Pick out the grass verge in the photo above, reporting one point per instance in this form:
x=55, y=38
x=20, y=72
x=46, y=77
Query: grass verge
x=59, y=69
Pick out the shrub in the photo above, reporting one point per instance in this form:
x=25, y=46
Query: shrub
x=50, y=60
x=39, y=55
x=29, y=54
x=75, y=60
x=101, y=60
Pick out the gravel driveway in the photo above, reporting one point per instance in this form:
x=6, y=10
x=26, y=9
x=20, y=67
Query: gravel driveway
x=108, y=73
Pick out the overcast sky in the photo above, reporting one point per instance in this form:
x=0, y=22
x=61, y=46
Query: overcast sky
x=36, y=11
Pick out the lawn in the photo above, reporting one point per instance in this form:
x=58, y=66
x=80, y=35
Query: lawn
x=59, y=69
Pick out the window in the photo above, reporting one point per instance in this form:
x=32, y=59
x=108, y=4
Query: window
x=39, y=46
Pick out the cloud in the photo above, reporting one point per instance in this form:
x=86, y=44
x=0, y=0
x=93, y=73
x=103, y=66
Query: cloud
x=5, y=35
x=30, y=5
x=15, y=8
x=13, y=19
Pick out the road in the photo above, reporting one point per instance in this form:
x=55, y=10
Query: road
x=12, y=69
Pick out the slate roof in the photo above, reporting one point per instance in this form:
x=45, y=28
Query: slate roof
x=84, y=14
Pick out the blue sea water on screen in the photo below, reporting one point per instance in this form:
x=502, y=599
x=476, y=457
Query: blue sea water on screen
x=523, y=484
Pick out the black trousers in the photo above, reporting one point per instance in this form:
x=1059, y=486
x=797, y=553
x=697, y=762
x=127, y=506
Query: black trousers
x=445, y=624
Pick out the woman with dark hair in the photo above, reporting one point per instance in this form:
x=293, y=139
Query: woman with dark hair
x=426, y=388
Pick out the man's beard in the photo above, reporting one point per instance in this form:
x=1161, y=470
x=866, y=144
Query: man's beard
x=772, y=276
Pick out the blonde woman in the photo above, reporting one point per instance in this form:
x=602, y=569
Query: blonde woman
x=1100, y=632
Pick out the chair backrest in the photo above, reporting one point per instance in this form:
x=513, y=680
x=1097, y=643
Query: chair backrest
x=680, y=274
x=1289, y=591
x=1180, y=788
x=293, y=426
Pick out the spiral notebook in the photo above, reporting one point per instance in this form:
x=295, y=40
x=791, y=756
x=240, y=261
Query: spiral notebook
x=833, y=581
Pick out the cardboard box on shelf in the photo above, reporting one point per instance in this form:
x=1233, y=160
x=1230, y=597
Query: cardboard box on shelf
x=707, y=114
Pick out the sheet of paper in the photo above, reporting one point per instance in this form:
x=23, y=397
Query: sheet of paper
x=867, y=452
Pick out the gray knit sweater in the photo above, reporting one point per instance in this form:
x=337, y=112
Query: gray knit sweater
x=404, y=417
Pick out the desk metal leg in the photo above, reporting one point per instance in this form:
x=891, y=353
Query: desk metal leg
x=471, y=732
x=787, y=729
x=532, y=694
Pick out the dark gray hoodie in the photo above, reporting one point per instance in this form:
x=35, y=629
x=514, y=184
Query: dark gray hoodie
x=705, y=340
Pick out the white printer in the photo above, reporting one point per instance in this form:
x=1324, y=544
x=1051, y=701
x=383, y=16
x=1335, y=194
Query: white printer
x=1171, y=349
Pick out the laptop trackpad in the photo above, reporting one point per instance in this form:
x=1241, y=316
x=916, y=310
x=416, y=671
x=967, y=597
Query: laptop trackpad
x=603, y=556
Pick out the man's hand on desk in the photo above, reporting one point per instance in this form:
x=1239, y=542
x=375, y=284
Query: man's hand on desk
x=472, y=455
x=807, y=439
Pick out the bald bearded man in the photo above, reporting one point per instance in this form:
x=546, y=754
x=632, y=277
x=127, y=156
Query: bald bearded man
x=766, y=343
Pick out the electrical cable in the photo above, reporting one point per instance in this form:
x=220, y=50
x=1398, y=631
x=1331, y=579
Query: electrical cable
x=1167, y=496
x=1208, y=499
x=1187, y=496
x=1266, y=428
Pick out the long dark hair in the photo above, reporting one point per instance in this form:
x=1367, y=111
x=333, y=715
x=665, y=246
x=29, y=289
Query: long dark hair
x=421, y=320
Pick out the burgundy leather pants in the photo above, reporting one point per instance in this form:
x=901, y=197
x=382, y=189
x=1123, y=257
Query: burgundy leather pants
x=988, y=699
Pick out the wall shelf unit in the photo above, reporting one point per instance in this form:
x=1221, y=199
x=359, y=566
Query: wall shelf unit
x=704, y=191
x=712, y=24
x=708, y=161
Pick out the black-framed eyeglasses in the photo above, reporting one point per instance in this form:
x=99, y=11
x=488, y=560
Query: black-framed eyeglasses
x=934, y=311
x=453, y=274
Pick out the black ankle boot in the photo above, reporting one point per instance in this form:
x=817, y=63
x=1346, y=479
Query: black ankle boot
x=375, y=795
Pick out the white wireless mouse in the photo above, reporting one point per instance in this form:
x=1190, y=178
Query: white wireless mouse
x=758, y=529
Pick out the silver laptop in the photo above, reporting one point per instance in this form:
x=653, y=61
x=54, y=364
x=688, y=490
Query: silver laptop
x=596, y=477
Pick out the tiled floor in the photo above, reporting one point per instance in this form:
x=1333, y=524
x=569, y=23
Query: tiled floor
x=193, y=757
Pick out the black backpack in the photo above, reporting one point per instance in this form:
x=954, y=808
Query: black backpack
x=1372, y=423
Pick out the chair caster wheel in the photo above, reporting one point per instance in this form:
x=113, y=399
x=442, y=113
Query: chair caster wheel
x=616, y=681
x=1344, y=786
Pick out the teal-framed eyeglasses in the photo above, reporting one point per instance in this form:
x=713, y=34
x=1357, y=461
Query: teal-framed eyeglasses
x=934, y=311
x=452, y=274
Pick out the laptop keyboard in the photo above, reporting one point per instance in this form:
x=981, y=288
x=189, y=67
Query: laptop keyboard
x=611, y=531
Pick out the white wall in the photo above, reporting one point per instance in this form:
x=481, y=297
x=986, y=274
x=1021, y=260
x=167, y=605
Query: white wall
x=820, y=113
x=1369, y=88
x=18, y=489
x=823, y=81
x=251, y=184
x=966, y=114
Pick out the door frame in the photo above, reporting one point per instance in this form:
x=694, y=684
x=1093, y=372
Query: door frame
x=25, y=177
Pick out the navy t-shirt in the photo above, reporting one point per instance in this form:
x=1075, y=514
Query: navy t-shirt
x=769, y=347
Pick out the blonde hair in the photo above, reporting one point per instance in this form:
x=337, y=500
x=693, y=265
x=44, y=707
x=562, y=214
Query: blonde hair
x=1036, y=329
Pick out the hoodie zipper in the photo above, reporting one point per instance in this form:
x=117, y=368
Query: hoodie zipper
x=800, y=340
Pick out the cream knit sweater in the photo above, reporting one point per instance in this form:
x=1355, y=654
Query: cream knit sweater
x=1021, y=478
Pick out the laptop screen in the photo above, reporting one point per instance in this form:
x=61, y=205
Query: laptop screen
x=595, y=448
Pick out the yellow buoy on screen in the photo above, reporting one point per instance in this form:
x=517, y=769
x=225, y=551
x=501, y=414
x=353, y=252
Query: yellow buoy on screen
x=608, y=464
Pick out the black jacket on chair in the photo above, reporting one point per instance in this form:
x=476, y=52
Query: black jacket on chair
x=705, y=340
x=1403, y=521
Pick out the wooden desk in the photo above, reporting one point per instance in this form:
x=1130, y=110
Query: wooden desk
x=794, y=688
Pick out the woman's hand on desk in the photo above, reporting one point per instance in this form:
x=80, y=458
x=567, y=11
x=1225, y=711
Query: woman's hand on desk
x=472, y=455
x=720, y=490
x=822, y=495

#### [What the task asks]
Look above for the line with "x=1075, y=514" and the line with "x=476, y=52"; transcribe both and all lines in between, exactly, and nothing else.

#### [Task response]
x=1075, y=514
Query: navy t-shirt
x=769, y=347
Pick out the blonde hair in the photo above, reporting one point per instance in this form:
x=337, y=500
x=693, y=265
x=44, y=707
x=562, y=214
Query: blonde hair
x=1036, y=329
Pick out the hoodie zipper in the photo above, reporting one point per instance in this form:
x=117, y=368
Query: hoodie zipper
x=800, y=340
Pick out the cream knit sweater in the photo above, reporting one point per instance in this form:
x=1355, y=654
Query: cream knit sweater
x=1021, y=478
Pick out the laptop screen in the photo above, reporting one point per instance in this form:
x=61, y=205
Query: laptop screen
x=595, y=448
Pick out the yellow buoy on screen in the photo above, reporting one point per instance in this form:
x=517, y=769
x=225, y=551
x=501, y=414
x=353, y=252
Query: yellow buoy on screen
x=608, y=464
Pick out the black jacket on chair in the photo above, reporting one point per instance in this form:
x=476, y=52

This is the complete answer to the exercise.